Collected data:
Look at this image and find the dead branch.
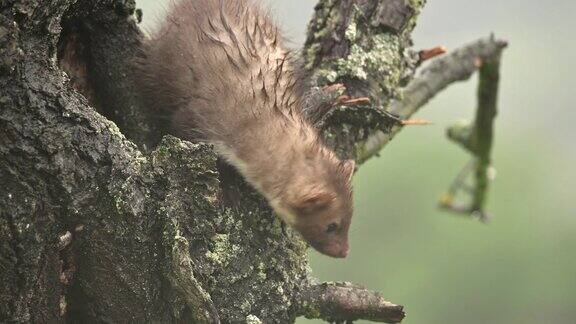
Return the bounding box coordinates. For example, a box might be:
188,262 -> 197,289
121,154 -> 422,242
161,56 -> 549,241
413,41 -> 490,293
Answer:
301,282 -> 405,323
359,36 -> 508,163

- WHAT YOU HAVE TO DO:
Write down all the entries exactly, but not the pictures they hold.

- WRITTEN RESPONSE:
Look at this image and find the dead branch.
Return the bounding box coordinates. For example, a box might be:
188,262 -> 197,289
121,154 -> 422,242
161,56 -> 549,241
413,41 -> 490,293
Answer:
301,282 -> 405,323
359,36 -> 508,163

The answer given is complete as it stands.